● **Extracted material**
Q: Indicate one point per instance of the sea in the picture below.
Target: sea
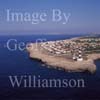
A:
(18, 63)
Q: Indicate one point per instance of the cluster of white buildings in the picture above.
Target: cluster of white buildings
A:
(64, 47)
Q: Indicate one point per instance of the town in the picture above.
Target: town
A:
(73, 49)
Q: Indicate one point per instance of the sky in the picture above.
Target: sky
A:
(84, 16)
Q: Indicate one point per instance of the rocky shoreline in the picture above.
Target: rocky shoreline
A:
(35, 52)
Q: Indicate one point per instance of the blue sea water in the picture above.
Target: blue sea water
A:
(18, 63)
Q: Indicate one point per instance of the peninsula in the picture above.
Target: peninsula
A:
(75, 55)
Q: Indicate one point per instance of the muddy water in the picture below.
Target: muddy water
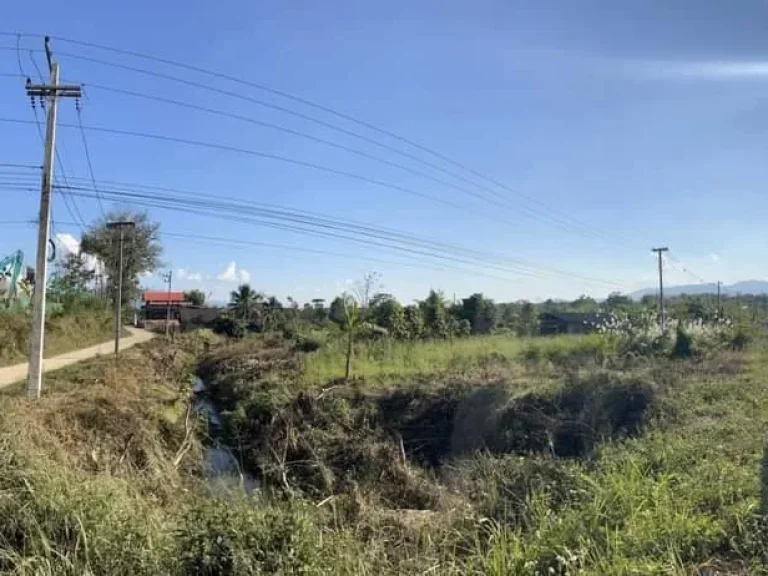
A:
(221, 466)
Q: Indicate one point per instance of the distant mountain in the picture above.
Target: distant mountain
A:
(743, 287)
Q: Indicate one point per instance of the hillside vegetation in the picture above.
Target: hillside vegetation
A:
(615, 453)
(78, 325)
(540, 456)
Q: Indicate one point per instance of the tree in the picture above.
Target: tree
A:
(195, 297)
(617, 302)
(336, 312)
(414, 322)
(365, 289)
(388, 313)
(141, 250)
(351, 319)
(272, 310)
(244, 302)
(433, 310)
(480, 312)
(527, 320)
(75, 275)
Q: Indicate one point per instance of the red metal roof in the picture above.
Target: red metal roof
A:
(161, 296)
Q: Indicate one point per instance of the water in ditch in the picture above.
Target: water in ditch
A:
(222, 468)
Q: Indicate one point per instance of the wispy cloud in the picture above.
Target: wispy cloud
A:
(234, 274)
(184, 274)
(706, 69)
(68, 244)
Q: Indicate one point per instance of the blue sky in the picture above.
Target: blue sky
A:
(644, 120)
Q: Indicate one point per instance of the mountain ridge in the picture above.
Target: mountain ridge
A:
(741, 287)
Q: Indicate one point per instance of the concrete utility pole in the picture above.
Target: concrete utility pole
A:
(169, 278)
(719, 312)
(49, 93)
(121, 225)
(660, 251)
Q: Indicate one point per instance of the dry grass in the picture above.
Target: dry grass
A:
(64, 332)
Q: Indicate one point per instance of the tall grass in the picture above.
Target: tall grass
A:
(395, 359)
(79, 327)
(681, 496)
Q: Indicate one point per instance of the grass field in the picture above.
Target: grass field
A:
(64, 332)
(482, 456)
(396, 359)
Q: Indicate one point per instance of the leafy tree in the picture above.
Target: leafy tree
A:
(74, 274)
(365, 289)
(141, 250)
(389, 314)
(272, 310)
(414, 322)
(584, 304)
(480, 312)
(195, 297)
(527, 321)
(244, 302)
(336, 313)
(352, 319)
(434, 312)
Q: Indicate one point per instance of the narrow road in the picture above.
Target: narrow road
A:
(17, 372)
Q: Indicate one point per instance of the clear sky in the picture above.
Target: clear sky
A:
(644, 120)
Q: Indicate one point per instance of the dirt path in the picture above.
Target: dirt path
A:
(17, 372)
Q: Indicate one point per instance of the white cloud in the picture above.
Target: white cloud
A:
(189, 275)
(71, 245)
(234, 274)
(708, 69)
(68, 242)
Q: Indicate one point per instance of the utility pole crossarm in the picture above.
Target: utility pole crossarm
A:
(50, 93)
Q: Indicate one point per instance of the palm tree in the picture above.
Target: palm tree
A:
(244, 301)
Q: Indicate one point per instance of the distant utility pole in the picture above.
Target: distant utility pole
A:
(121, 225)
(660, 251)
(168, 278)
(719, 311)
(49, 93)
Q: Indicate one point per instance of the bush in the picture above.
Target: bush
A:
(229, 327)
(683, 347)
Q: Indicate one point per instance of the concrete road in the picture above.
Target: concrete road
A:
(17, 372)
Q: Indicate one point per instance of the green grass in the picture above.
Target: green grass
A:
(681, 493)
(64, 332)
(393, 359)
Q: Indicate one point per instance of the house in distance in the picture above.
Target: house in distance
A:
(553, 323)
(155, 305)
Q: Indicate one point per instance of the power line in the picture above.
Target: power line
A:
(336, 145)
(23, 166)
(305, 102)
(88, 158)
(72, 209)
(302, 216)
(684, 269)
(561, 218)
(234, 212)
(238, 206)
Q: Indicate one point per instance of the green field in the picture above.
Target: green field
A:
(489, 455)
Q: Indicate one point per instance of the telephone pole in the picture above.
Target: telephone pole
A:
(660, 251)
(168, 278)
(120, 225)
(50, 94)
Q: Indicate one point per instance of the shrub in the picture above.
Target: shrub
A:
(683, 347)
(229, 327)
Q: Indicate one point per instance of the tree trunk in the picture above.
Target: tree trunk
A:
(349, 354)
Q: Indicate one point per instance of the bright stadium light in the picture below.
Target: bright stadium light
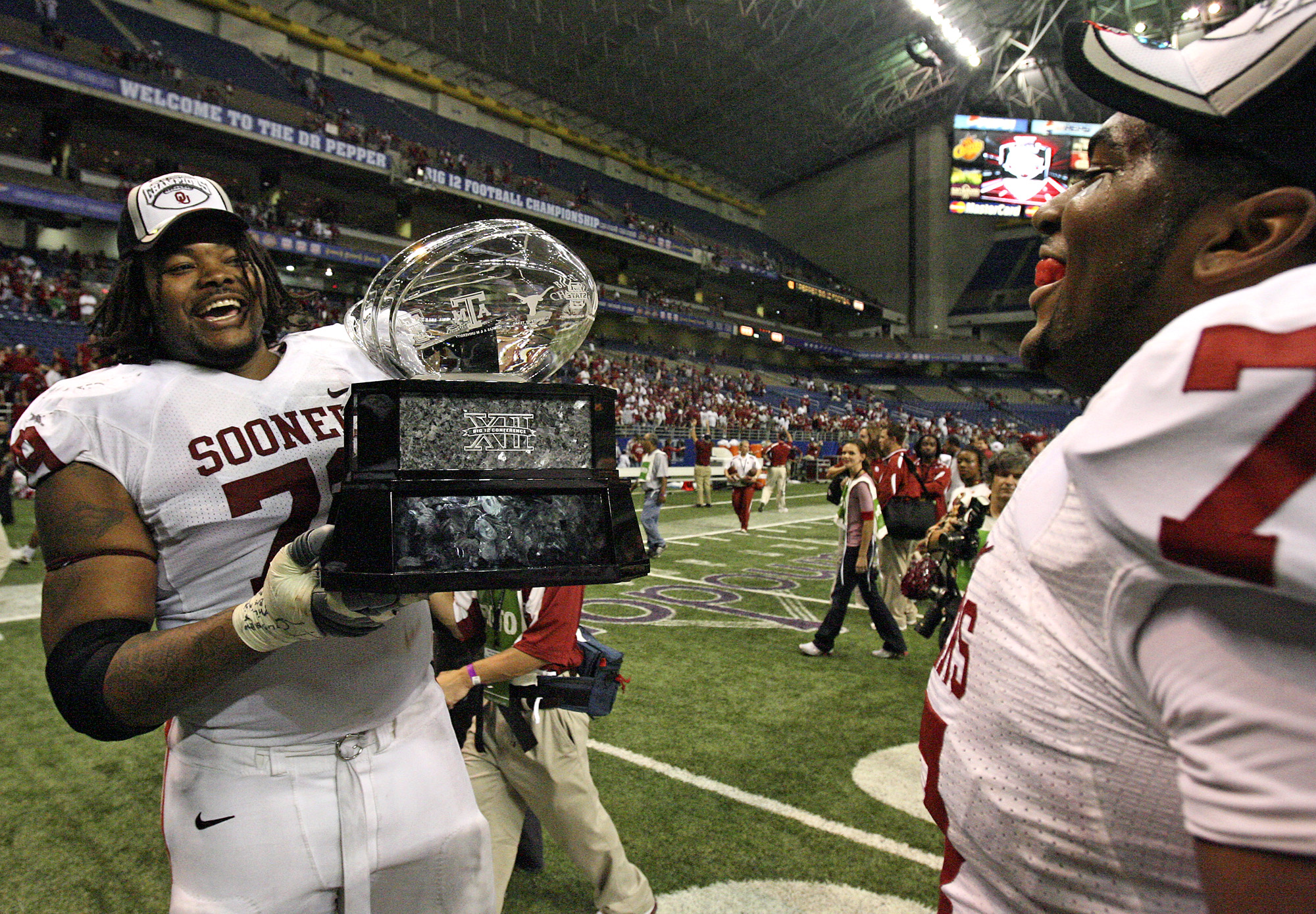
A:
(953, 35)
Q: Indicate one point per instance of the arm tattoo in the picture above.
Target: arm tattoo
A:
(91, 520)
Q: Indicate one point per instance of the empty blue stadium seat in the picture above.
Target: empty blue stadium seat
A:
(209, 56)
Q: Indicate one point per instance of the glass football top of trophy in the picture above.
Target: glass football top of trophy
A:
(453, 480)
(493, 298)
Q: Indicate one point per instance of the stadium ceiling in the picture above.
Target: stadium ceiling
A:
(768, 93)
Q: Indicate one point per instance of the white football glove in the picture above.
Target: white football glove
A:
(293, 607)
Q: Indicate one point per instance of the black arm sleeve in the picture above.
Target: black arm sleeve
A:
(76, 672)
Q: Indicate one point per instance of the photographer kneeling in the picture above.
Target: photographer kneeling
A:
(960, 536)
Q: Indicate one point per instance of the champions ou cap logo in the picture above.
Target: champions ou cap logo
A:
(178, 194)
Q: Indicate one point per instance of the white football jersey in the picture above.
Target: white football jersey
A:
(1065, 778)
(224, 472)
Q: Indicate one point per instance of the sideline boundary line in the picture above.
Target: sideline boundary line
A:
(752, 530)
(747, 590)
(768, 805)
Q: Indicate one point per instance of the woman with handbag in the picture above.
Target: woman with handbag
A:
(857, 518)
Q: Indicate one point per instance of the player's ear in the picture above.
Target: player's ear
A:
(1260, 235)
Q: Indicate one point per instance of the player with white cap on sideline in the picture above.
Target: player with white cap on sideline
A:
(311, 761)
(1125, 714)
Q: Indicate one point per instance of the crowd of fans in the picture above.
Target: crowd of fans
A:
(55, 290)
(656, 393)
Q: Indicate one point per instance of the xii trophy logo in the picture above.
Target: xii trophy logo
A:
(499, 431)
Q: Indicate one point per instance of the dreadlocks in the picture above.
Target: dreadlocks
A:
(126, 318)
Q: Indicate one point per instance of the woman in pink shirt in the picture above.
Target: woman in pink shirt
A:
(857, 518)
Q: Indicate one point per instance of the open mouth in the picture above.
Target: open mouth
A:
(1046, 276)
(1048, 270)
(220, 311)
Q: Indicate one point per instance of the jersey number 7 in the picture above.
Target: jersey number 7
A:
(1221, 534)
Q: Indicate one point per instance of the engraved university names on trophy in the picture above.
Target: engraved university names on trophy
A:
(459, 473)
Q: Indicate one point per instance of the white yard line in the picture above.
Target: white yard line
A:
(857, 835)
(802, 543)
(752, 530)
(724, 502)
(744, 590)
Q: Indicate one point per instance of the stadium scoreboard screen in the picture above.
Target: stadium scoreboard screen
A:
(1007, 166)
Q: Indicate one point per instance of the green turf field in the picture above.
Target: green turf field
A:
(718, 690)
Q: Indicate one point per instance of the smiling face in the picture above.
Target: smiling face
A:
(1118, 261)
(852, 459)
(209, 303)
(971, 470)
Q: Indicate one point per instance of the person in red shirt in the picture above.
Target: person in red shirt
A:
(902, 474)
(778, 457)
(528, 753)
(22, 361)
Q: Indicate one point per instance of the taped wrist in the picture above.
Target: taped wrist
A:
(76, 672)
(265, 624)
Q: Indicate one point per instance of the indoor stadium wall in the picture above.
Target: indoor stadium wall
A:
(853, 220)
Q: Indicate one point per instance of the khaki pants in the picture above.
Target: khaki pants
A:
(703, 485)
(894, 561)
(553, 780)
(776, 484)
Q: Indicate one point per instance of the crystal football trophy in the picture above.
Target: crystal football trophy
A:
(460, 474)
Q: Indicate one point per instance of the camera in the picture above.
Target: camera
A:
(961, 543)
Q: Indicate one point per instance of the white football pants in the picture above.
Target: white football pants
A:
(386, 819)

● **What you are asked to do**
Show every line above where "peninsula" is found.

● **Response to this task**
Q: Indicate one point per instance of the peninsula in the picture above.
Target: peninsula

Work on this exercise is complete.